Task requirements
**a.** Filter the rows below and copy out each line that contains the string "frame". Case counts.
**b.** Write the next part of the summary of the Britannia Industries case below, starting after its final sentence.

--- Passage provided ---

Bench: Aftab Alam, Ranjana Prakash Desai

Appellant/Petitioner: Britannia Industries Limited

Respondent/Defendant: Punjab National Bank & Ors- Respondent 1

Metropolitan Construction- Respondent 2

Raghunath Datta- Respondent 3

Amit Dutta- Respondent 4

Court: Supreme Court (India)


o The following case of Britannia Industries Ltd vs Punjab National Bank & Ors ALT(SC) 9 :2013 which is a civil appeal surfaced during 2013 and pertains to a Bill of Exchange and its execution .

o The main issue of the following case is surrounded by section 64 of The Negotiable Instrument Act, the dimensions which deal with presentation of a bill of exchange for payment to the acceptor and the consequences if it is not presented to the bill’s acceptor.

o The object of this case study is to analyze and gain factual knowledge as well as remember the legal facts regarding negotiable instruments and in particular that of a bill of exchange.


o The claim made by Britannia Industries Ltd, is for a bill of exchange for Rs. 1 crore only dated February 15, 1983.

o The bill was drawn by two partners in the firm Metropolitan Construction- Raghunath Dutta and Amit Dutta.

o M/s Lgee Enterprises accepted the bill of exchange.

o Metropolitan Construction endorsed the bill to Britannia Industries Ltd who then became the holder and the endorsee of the bill of exchange.

o Later, it was shown to be so that Punjab National Bank accepted the bill.

o The bill of exchange was accepted by A.B.Das (Branch Manager of P.N.B Calcutta).

o Punjab National Bank dishonored the bill by failing to make payment when the bill was presented.

o Britannia Industries filed a suit and sought to recover the full amount of the bill of exchange as well as statutory interest.

o Respondent no. 2, 3, and 4 were not served with the summons for the lawsuit, and they never contested it throughout.

o M/s Lgee Enterprise, was not named in the plaint because it is based in Mumbai and hence outside the purview of the Calcutta High Court. As a result, Punjab National Bank, who was named in the plaint as the bill's acceptor, was the target of the plaint.

o P.N.B refused the claim made by the Britannia Industries in the plaint.

--- Given records ---

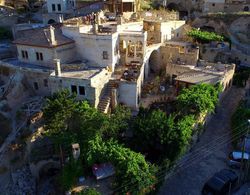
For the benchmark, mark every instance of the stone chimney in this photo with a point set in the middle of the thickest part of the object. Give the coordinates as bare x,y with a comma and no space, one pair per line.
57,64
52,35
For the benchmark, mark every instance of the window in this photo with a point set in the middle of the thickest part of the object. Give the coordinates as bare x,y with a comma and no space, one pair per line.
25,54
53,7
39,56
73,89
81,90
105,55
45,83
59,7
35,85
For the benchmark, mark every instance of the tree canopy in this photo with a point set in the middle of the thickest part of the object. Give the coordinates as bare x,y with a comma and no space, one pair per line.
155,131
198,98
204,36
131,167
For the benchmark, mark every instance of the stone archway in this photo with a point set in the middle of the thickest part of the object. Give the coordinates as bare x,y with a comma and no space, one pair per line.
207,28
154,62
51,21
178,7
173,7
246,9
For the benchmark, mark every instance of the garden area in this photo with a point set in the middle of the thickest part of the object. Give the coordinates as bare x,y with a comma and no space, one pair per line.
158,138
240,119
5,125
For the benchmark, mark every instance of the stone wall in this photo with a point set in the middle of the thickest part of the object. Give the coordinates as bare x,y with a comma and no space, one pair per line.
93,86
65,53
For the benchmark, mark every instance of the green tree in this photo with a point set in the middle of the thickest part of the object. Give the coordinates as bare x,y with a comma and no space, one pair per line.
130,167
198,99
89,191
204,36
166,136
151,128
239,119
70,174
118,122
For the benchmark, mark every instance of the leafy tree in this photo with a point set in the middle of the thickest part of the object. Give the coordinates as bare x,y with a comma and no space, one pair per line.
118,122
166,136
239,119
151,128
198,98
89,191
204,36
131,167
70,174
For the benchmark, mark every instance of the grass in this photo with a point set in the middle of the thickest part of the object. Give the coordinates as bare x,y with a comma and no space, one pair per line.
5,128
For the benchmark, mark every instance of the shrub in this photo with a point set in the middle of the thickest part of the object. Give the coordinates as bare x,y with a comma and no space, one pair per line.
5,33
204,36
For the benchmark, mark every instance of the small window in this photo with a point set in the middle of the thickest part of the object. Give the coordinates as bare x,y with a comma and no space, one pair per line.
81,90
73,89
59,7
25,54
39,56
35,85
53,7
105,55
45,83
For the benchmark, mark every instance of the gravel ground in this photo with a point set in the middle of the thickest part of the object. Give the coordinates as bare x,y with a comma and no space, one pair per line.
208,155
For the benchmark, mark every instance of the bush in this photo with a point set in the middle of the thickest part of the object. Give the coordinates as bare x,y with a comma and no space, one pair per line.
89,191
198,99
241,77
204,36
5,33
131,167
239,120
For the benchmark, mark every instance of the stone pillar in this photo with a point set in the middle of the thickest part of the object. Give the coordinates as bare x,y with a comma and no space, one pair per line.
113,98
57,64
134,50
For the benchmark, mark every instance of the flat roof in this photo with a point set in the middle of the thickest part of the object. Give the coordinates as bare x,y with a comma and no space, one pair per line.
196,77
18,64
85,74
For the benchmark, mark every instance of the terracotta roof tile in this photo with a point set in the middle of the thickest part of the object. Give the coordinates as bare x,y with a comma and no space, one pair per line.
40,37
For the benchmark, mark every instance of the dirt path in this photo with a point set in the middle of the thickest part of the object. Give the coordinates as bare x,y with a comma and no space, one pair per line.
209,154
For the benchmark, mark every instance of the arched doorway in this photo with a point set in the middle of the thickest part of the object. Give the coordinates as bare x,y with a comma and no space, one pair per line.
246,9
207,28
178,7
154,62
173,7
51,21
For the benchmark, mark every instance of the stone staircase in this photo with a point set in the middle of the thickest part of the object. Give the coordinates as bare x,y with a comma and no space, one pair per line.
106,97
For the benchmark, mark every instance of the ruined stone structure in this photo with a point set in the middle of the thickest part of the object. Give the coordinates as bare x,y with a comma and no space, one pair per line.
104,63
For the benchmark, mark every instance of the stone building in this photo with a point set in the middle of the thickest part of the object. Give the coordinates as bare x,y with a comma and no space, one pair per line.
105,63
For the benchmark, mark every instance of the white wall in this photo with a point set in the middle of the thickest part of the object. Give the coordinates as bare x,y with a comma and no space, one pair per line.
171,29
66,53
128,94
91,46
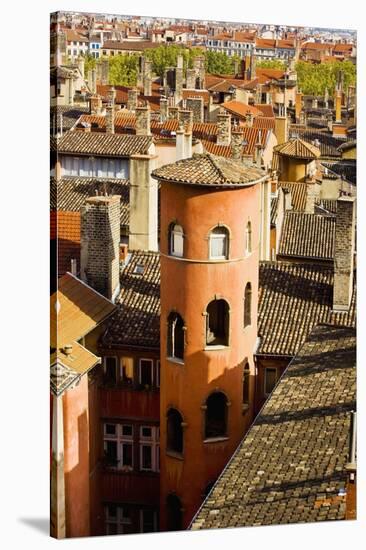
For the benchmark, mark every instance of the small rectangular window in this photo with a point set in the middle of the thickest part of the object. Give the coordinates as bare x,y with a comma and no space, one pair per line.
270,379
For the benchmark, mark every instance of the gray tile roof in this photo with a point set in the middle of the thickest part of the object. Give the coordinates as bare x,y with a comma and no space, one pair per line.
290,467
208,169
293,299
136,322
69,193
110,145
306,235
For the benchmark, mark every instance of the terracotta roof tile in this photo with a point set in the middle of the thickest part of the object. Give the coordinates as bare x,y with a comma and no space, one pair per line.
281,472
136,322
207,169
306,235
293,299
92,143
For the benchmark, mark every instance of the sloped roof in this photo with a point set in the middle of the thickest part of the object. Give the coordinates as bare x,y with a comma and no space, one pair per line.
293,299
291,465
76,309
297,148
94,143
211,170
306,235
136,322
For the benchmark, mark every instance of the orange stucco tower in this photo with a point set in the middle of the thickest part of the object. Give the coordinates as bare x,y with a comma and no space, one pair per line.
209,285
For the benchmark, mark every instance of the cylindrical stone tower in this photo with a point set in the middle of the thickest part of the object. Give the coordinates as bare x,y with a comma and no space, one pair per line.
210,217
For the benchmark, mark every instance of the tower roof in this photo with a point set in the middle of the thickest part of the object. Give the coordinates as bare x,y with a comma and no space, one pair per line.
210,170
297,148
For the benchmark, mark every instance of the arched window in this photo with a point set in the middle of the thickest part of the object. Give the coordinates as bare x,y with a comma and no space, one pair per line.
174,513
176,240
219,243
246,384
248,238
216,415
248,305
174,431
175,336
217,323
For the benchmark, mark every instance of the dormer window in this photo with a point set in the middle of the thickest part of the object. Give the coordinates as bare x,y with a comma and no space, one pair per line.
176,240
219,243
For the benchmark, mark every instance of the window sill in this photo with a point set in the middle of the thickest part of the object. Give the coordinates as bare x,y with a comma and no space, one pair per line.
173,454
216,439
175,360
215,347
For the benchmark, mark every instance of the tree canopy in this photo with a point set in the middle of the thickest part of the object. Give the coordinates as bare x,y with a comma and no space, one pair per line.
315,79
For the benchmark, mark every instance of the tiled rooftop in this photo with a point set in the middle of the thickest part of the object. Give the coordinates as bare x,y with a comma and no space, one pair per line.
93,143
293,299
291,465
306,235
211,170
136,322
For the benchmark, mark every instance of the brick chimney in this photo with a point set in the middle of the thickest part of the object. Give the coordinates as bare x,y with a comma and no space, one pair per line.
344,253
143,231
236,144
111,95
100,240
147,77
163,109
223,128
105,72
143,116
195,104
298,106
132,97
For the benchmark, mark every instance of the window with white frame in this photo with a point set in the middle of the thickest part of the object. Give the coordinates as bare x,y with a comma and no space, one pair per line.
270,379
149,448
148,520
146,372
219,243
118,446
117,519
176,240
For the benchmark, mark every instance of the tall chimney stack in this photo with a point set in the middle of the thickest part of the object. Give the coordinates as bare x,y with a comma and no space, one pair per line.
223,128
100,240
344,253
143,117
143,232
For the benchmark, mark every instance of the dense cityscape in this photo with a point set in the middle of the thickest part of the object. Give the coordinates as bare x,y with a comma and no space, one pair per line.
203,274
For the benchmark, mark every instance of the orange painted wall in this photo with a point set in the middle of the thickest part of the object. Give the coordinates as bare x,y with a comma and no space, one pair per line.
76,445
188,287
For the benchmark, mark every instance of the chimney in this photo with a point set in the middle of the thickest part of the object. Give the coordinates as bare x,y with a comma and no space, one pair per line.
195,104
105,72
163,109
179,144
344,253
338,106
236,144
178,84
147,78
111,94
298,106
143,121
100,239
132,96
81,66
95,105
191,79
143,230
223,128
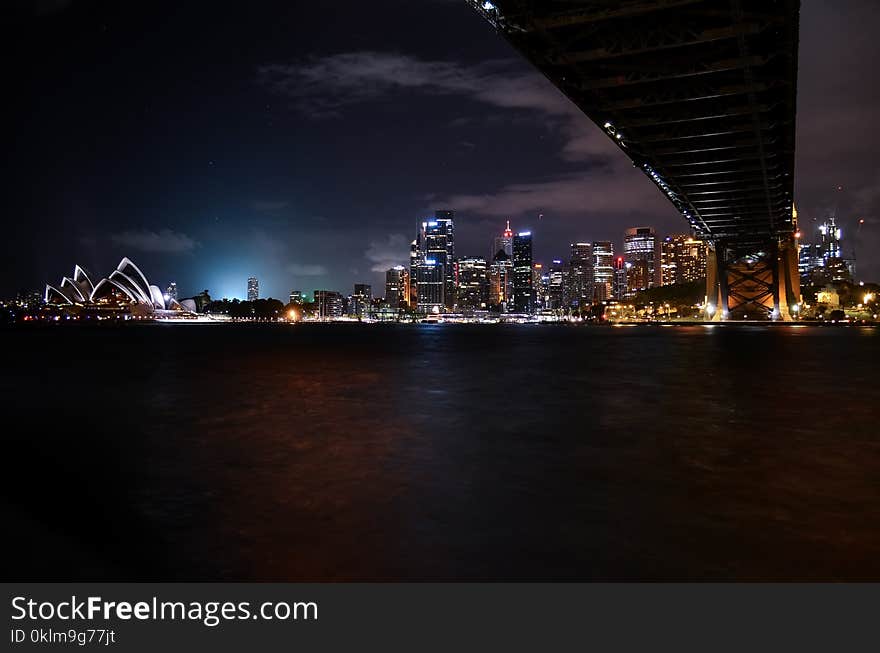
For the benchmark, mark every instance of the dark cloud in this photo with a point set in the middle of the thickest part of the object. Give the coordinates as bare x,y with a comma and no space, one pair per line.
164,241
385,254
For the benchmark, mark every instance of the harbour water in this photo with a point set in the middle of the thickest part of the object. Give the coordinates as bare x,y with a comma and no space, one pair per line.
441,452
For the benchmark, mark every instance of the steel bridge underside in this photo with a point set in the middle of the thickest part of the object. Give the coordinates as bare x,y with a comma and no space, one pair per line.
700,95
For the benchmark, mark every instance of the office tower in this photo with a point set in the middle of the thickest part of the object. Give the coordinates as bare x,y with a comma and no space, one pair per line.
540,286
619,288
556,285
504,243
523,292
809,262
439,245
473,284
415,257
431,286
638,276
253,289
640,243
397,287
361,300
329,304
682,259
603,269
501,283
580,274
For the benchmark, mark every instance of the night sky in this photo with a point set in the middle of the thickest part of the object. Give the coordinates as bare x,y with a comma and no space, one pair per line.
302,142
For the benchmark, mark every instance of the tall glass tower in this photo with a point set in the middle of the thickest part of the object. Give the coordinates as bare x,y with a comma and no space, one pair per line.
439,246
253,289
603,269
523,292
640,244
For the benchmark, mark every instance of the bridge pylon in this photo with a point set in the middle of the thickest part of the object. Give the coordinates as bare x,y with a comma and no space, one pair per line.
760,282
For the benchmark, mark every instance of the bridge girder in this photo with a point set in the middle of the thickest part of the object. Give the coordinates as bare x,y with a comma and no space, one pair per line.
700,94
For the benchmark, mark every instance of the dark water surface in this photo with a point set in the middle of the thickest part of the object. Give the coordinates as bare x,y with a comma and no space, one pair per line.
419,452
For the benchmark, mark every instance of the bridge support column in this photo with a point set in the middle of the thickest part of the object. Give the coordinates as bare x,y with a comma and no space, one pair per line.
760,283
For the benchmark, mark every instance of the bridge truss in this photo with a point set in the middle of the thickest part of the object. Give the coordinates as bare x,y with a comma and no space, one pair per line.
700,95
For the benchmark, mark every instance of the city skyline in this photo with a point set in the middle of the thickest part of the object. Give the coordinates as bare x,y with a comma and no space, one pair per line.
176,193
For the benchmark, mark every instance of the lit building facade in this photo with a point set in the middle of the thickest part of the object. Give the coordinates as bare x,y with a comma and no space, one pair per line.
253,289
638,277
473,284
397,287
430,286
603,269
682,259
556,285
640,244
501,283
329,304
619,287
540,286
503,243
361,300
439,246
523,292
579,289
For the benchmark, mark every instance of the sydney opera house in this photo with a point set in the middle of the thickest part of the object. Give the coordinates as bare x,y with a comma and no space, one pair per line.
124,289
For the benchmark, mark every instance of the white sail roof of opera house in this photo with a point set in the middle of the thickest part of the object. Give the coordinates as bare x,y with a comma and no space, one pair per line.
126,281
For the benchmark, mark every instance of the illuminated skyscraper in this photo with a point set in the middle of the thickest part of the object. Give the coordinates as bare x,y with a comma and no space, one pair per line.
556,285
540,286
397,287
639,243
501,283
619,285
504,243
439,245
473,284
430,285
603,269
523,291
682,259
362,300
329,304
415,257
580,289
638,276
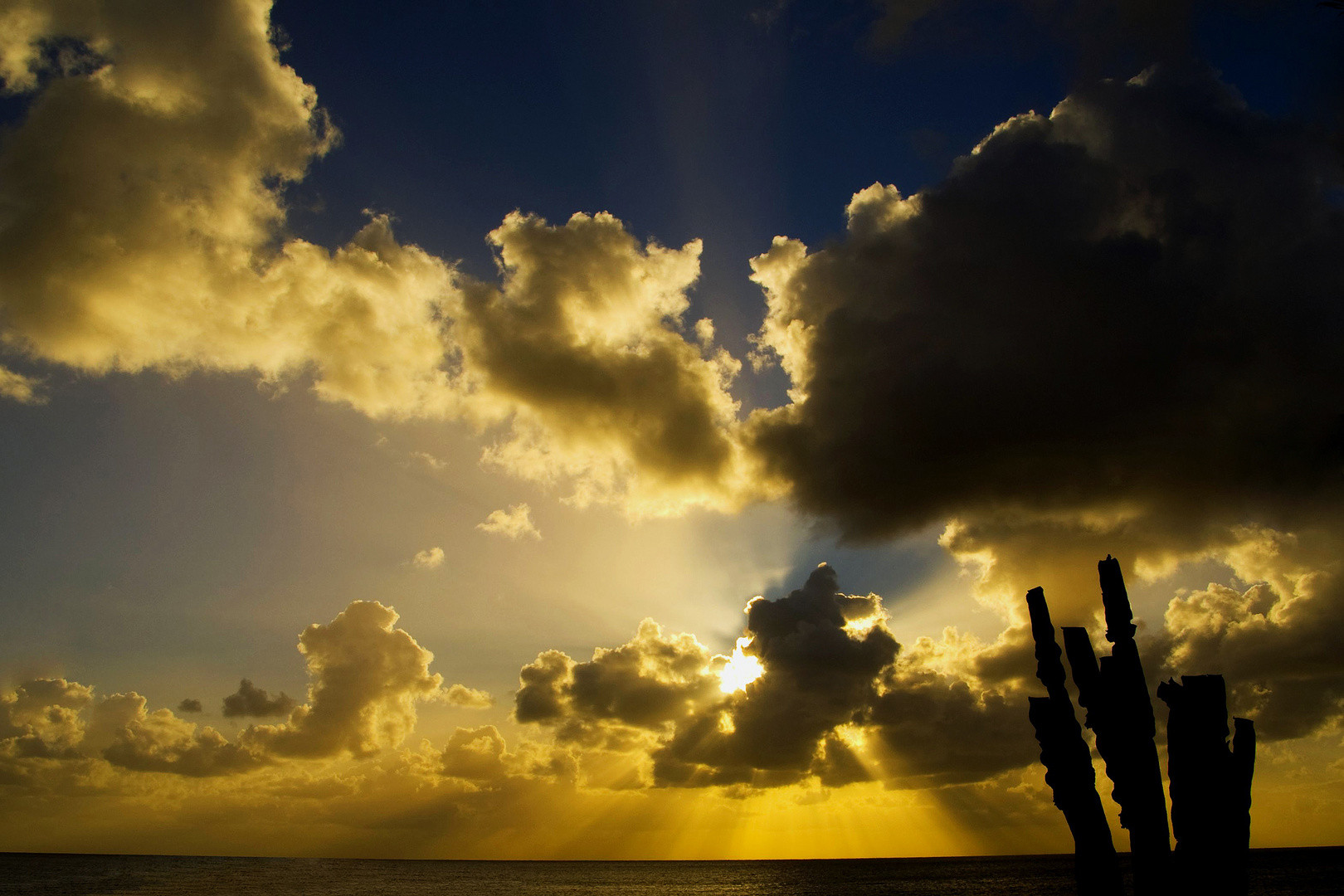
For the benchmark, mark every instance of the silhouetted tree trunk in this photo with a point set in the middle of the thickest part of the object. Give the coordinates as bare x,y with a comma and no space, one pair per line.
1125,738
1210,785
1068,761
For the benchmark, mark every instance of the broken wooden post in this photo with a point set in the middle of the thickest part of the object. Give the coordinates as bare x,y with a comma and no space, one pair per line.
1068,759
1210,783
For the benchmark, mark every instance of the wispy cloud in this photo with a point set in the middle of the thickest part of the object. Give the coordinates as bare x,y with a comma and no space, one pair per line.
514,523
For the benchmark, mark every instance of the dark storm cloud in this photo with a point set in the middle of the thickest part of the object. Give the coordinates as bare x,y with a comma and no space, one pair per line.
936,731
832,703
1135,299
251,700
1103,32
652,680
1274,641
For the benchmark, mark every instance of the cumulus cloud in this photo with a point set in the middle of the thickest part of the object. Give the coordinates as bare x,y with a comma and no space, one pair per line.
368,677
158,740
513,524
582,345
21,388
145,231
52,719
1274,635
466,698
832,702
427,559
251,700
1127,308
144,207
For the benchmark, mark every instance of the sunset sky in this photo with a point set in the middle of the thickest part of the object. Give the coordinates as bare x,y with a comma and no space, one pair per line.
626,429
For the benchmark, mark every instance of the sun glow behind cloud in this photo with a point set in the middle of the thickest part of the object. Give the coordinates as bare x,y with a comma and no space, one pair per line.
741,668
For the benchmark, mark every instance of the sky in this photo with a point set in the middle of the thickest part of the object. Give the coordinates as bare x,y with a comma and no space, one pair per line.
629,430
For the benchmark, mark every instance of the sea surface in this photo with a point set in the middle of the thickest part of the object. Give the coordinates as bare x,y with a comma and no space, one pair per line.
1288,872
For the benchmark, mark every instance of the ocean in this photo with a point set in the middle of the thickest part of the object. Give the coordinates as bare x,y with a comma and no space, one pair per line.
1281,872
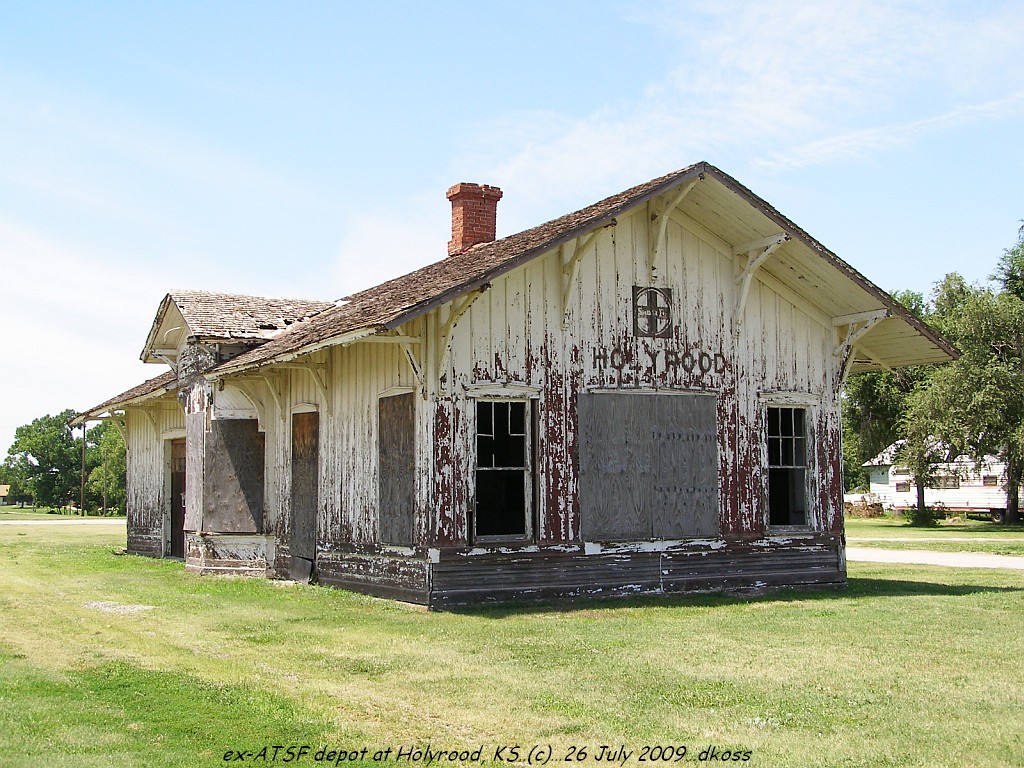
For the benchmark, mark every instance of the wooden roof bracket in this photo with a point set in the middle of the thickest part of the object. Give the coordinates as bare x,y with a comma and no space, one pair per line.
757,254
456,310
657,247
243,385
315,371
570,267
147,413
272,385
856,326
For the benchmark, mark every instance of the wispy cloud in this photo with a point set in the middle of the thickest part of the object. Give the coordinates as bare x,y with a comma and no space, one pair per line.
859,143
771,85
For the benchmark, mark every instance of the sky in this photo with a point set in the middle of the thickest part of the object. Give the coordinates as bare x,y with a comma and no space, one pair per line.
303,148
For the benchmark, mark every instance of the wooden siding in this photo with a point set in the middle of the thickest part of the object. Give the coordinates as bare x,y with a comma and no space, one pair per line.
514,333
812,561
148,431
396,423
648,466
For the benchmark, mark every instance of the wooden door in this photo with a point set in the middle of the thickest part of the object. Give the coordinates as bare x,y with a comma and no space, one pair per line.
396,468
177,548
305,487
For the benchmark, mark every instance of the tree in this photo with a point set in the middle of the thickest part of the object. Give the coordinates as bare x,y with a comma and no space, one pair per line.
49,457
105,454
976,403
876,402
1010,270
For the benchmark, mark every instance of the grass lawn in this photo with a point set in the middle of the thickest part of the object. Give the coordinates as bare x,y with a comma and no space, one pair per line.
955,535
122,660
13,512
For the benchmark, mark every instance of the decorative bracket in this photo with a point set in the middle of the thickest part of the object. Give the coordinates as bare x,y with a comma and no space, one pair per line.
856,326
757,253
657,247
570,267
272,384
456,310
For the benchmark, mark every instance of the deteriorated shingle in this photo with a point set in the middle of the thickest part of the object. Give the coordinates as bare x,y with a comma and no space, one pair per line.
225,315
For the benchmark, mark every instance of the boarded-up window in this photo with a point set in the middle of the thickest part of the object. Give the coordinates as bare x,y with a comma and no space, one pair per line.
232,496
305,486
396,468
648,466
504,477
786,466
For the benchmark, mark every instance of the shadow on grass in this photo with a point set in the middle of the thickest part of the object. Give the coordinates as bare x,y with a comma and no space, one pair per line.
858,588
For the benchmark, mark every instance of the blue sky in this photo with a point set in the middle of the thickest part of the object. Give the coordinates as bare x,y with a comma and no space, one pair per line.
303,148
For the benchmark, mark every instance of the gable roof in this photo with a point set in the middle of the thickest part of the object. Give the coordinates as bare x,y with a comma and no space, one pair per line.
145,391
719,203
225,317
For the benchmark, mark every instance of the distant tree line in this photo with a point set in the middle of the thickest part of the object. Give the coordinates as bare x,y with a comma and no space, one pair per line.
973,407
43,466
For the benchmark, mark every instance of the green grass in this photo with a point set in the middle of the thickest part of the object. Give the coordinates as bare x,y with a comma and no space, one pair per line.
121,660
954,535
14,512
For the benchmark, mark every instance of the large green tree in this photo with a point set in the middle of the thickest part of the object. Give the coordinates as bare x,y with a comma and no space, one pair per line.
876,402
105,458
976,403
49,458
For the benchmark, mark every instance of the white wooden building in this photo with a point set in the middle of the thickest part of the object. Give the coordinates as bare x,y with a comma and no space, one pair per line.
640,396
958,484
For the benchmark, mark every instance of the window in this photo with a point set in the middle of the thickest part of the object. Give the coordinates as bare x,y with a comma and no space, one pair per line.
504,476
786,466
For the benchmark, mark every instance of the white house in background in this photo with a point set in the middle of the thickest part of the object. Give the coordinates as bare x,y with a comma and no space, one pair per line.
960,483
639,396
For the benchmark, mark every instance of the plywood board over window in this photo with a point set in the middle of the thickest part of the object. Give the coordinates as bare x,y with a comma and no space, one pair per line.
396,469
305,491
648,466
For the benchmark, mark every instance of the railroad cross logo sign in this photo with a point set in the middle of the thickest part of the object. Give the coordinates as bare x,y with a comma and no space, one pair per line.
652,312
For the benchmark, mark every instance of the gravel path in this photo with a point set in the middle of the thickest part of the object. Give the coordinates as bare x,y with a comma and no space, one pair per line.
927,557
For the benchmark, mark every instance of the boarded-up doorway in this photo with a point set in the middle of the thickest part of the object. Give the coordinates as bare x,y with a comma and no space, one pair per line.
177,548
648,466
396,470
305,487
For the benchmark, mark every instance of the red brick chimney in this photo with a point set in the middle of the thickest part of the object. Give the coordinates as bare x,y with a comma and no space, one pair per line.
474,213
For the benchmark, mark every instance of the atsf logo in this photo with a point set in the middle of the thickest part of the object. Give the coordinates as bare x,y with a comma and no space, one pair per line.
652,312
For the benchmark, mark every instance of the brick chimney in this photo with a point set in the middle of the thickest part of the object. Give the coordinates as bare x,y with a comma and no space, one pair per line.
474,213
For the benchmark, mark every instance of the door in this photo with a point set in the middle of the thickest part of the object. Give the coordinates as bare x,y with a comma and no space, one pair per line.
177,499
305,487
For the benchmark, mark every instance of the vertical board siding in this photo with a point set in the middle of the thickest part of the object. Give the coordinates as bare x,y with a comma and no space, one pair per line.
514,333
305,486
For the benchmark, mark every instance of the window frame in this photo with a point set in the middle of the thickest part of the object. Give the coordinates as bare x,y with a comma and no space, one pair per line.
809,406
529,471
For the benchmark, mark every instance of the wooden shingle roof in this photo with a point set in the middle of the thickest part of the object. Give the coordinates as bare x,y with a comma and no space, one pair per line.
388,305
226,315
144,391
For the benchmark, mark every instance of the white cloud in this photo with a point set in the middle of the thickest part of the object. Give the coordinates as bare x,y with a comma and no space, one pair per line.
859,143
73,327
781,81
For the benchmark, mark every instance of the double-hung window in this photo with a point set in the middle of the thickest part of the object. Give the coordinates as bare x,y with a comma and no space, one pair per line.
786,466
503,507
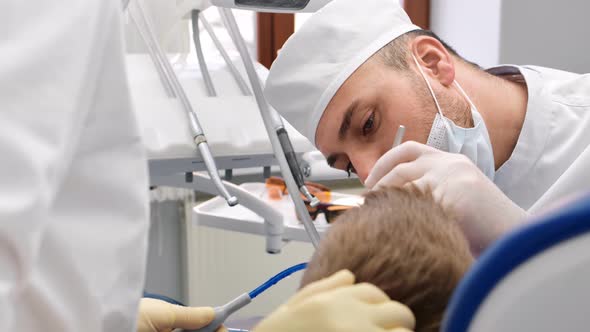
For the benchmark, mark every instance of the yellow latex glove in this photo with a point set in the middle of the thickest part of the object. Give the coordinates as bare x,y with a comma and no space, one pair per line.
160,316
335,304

---

Set of answers
**a.**
For the benchmark, mark every instance of the window with white frame in this photo with a point set in the middle of the thickest part of the object. Give the coordinates as bare x,y with a comma and no space, one pair per line.
For the benchmark, mark every instance of the window frame in this photo with a point set in the middle of the thickest part of the object. Give the coordinates as bare x,y with a comma and no space, one pair per line.

**b.**
o P.N.B filed a written statement claiming that the bill was never accepted by them and that A.B.Das (Branch Manager of P.N.B Calcutta) who accepted the bill of exchange was not authorized to do so and his ‘co-acceptance’ of the bill was not in discharge of his official duties and the bank was not bound by it. They also alleged that Metropolitan Construction and Lgee Enterprise were non-existent firms, and had no office at the given address in the bill of exchange and an allegation of fraud was made against Britannia Industries.

o The appellant-plaintiff attempted to amend the complaint when the respondent-Bank submitted its written statement, referring to it as the "co-acceptor" of the bill of exchange rather than the "acceptor" of the bill, as was stated prior in the plaint.

o The parties went to trial based on the pleadings, and the trial court decided the case by judgment and order dated December 12, 1990.

o The respondent-Bank filed an intra-court appeal against the rulings made by the trial court before the Division Bench of the High Court, and the Division Bench granted the appeal, overturned the rulings made by the single judge, and dismissed the plaintiff's case[1].

o Britannia Industries Ltd. appealed the division bench's decision, and this appeal was brought by special leave against the judgment and decree that was passed on April 3, 2001[2].


o Is the alleged bill of exchange properly executed?

o Is the “co-acceptance” by A.B.Das (Branch Manager of P.N.B Calcutta) authorized and binding on Punjab National Bank.

o Is the alleged bill of exchange presented to the acceptor for payment?

o Are the “other parties thereto” liable to the holder of the bill of exchange?


o To recover the full amount of the bill of exchange as well as statutory interest from Punjab National Bank.


o That the bill of exchange has not been accepted by Punjab National Bank and the alleged co-acceptance by A.B.Das is not binding on the bank and P.N.B is not liable to pay the full amount of the bill of exchange as well as any statutory interest.


o Judges Aftab Alam and Ranjana Prakash Desai of the Supreme Court found their decision aligned with the judgment of the Division Bench of the High Court.

o The respondent-Bank, time and again stated in the written statement it filed that the alleged bill of exchange was created through the use of fraud and collusion and it was definitely not a valid instrument binding on the respondent and thus, it was decided that the appellant-plaintiff was required to prove the execution of the bill of exchange and its validity.

o The appellant failed to present any evidence regarding the bill of exchange's execution and thus there was insufficient evidence to support the conclusion that it was a properly executed document.

o The circumstances surrounding the drawing of the bill of exchange and its acceptance by M/s Lgee Enterprise and the “co-acceptance” by respondent-Bank looked to be exceedingly peculiar and odd, which supported the bank's claim that the bill of exchange was fraudulent in nature

o A.B. Das overstepped his bounds by providing the payment guarantee under the pretense of "co-acceptance" of the bill, and that the alleged co-acceptance signed by him could not bind the respondent-Bank.

o It was further held that under section 64 of The Negotiable Instruments Act,1881 presentation of the bill for payment to the acceptor is mandatory, and that failing to present will release any of the "other parties thereto" from liability. In this case, the bill was not presented to the acceptor of the bill i.e. M/s Lgee Enterprises, and as a result the other parties were released of any and all their liabilities.

o As the respondent-Bank was not listed as the acceptor on the bill of exchange, the appellant’s case was bound to fail.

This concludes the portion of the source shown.